WHAT THIS EXERCISE ASKS ::
(1) Decide whether each statement agrees with the court rulings summary. For each, answer yes or no and quote the deciding words: (a) In Harman v. U.S., the acquittee could be conditionally released from the hospital before receiving parole on his burglary conviction. (b) In U.S. v. Klat, the district court let the defendant appear pro se at her competency hearing. (c) In U.S. v. Klat, the Appeals Court ordered an immediate new trial.
(2) Supply the text that follows the last sentence of the court rulings summary.

SOURCE PASSAGE ::
*** Begin section ***
District of Columbia: The District of Columbia Court of Appeals held that a man, who had been found not guilty by reason of insanity of second degree murder and assault, was now found to be medically eligible for release. The District of Columbia Court of Appeals held the acquitted could not be conditionally released from the hospital before being granted parole from his concurrent criminal conviction of first degree burglary. Harman V. U.S., 718 A.2d 114.
The United States Court of Appeals, District of Columbia Circuit, held that the district court erred in allowing defendant to appear pro se at a hearing to determine competency to stand trial. She was later convicted of threatening to assault the Clerk of the United States Supreme Court, as well as chief justice William Rehnquist. The Appeals Court remanded the case to the district court for an evidentiary hearing to determine whether the competency hearing could have come out differently if she had been represented; if so, she would be afforded a new trial. U.S. V. Klat, 156 F.3d 1258.
*** End section ***
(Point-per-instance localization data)
*** Begin section ***
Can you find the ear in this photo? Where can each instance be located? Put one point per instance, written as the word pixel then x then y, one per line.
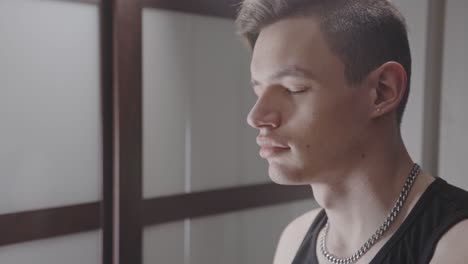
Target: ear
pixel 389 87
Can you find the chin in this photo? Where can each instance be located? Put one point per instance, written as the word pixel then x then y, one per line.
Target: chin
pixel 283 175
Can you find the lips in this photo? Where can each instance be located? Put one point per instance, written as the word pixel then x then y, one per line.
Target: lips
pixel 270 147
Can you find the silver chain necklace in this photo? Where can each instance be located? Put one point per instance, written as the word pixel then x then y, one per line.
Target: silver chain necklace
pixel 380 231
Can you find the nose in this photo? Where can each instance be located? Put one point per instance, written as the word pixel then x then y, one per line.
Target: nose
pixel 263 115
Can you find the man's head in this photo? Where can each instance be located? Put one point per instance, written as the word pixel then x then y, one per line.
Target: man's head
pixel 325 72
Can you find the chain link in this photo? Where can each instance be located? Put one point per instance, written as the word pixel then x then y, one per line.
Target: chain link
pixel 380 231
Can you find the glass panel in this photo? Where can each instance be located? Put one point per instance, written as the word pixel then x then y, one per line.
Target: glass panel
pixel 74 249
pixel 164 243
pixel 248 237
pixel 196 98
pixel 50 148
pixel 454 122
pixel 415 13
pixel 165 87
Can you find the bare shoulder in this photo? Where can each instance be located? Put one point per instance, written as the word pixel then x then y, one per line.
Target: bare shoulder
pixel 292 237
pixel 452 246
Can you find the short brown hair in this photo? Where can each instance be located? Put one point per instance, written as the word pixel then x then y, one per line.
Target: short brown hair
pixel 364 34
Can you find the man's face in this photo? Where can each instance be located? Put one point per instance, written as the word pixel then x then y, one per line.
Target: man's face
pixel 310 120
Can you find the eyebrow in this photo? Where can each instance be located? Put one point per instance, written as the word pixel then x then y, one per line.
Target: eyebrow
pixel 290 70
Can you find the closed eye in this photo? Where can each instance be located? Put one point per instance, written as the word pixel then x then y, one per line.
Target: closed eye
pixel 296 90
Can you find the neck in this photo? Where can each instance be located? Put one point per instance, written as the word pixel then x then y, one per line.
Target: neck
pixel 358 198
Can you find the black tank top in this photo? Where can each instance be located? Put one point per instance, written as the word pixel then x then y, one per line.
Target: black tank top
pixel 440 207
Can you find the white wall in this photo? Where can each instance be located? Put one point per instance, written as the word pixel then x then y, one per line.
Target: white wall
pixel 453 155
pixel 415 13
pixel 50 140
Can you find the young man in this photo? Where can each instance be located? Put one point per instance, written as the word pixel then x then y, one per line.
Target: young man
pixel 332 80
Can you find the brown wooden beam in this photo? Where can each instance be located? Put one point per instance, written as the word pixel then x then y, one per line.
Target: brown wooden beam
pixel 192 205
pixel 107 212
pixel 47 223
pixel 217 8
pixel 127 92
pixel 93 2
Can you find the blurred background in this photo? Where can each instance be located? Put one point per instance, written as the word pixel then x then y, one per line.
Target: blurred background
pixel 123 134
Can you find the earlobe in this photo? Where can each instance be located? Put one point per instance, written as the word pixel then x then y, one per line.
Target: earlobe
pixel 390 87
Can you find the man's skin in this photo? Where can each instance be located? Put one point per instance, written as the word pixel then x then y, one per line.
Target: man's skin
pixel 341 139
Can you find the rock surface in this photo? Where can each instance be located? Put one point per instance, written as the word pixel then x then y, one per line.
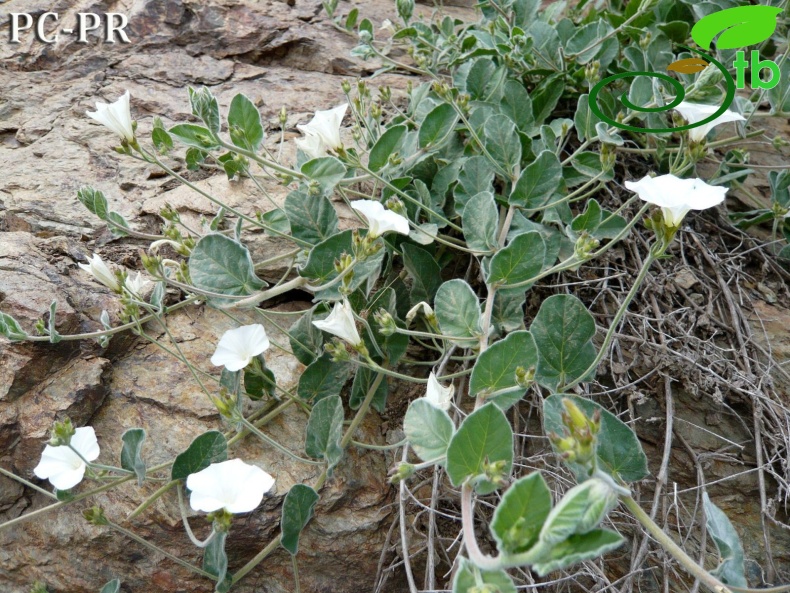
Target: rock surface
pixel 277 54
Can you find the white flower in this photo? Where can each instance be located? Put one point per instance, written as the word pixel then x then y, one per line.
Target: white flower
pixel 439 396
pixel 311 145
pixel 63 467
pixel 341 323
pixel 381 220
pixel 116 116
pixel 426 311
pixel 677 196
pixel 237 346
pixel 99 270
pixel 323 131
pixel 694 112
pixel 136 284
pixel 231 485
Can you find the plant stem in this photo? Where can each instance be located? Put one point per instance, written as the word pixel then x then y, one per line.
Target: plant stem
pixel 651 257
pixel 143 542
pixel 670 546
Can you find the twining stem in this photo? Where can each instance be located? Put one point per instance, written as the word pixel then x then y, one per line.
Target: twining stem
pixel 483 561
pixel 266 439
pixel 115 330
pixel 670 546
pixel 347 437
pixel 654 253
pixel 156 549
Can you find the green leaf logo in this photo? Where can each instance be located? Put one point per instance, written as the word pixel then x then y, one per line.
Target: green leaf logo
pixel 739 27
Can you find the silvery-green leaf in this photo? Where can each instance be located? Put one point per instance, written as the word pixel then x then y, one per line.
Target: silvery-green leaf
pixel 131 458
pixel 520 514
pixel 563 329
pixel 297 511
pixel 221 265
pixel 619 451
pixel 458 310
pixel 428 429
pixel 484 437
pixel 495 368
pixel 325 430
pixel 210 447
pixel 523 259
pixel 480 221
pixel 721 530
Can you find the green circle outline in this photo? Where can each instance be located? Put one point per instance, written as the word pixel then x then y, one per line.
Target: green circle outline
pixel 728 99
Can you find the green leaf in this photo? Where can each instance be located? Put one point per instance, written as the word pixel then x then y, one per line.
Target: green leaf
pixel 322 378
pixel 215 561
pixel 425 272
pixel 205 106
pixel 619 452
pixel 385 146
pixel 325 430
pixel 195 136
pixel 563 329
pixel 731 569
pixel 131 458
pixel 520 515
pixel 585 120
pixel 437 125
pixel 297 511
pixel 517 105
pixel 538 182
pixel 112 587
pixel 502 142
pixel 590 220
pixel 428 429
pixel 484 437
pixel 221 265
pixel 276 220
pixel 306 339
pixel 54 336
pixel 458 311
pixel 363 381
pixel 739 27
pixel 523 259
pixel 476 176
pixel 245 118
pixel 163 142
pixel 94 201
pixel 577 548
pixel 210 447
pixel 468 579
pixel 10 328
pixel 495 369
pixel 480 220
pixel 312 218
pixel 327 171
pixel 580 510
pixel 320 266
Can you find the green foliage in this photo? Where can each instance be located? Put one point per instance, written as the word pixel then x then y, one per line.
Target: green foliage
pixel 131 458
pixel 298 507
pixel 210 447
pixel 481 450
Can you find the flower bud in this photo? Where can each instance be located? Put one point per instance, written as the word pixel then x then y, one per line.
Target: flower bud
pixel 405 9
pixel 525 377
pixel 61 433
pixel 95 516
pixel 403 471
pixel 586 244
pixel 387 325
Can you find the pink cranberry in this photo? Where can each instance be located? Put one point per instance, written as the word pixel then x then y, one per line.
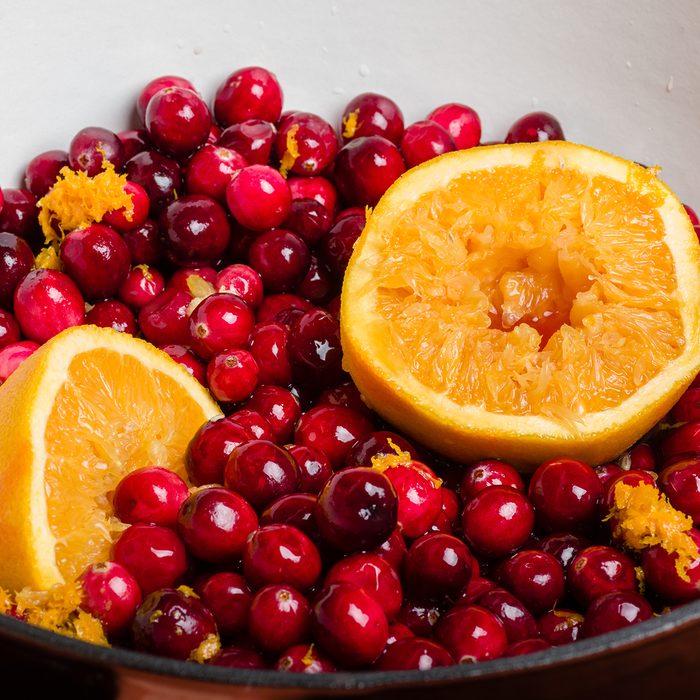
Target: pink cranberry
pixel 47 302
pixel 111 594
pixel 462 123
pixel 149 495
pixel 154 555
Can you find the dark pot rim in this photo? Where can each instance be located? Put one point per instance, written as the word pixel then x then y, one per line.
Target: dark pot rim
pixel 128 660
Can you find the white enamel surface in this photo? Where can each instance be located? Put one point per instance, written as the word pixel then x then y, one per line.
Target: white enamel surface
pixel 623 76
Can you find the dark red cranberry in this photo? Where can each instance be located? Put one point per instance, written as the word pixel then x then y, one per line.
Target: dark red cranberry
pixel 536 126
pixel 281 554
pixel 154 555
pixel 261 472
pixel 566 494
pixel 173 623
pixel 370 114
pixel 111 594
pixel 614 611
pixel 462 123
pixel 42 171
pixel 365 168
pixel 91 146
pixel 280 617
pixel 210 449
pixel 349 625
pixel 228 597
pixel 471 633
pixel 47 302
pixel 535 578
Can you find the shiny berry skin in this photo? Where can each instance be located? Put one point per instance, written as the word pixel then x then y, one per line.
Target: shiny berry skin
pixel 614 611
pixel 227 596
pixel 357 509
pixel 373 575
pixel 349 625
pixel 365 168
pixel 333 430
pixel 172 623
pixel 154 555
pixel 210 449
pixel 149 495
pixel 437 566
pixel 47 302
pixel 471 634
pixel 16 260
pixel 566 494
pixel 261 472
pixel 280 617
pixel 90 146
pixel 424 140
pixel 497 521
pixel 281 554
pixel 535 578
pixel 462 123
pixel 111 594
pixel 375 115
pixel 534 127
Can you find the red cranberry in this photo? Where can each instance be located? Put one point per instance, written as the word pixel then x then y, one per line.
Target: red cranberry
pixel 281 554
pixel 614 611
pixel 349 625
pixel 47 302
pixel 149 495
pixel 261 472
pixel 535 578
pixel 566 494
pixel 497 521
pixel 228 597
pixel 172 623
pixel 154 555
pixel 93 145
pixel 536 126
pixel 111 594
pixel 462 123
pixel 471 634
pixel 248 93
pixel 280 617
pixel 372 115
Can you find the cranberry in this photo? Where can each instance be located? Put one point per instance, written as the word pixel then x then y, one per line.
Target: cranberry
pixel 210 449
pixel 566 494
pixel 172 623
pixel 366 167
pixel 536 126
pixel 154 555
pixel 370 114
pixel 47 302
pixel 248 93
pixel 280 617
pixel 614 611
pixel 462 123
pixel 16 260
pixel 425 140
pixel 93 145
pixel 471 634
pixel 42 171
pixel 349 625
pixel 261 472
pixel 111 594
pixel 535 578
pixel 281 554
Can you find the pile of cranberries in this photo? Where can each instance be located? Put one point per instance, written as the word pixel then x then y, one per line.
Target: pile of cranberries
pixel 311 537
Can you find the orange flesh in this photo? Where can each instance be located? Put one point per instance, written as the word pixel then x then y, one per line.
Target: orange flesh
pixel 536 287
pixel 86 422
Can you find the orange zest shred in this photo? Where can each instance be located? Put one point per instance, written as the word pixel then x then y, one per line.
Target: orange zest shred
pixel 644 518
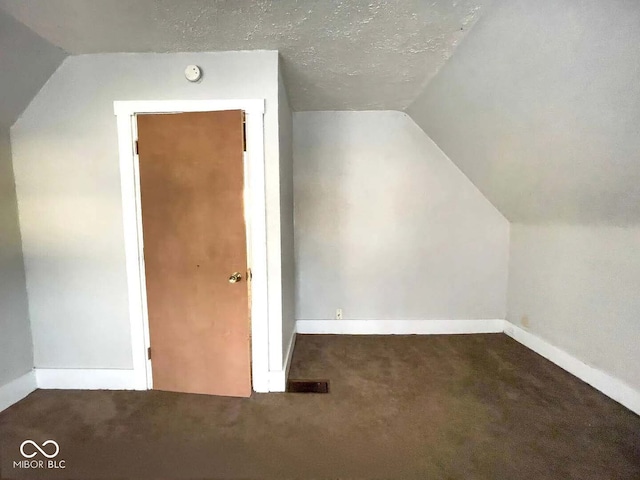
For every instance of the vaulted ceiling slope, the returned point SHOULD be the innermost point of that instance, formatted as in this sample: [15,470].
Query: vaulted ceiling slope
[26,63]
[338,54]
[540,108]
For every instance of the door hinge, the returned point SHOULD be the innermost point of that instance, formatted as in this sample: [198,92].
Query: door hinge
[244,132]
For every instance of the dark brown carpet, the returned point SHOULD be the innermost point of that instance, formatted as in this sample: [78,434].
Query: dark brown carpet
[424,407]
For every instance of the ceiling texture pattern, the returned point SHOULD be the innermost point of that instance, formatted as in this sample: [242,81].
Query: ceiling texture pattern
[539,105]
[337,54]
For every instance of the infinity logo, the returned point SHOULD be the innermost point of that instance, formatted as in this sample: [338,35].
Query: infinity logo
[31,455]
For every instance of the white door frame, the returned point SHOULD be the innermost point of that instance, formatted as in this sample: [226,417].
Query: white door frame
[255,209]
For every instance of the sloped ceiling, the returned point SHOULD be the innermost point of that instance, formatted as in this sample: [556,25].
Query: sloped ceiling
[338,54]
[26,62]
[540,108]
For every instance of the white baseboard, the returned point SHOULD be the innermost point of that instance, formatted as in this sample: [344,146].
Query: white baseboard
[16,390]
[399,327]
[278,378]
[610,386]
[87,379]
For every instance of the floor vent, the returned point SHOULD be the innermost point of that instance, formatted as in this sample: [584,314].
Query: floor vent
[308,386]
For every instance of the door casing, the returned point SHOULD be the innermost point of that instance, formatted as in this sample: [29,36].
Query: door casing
*** End section ***
ANSWERS TO EACH TASK ::
(1)
(a) No: "the acquitted could not be conditionally released from the hospital before being granted parole from his concurrent criminal conviction of first degree burglary."
(b) Yes: "the district court erred in allowing defendant to appear pro se at a hearing to determine competency to stand trial."
(c) No: "The Appeals Court remanded the case to the district court for an evidentiary hearing to determine whether the competency hearing could have come out differently if she had been represented; if so, she would be afforded a new trial."

(2)
New Mexico: A defendant convicted of bank robbery moved for downward departure at sentencing on the grounds that he had committed a non-violent offense while suffering from significantly reduced mental capacity. The United States Court of Appeals, Tenth Circuit, upheld the District Court's determination that the defendant, because of his use of intimidation in the course of a violent crime, was therefore not eligible for downward departure because of his mental state. U.S. V. Valdez, 158 F.3d 1140.
Wisconsin: The Court of Appeals of Wisconsin held that a person committed as a sexual predator must be released If the trial court determines that supervised release is appropriate, regardless of whether the Department of Health and Family Services locates an appropriate treatment facility. The Court said that if the person's county of residence is unable or unwilling to prepare a plan, and no other counties agree to do so, the committing court is required by statute to designate a county for placement. If necessary, the county must create or contract for the necessary programs and facilities. In Re Commitment of Sprosty, 585 N.W. 2d 637.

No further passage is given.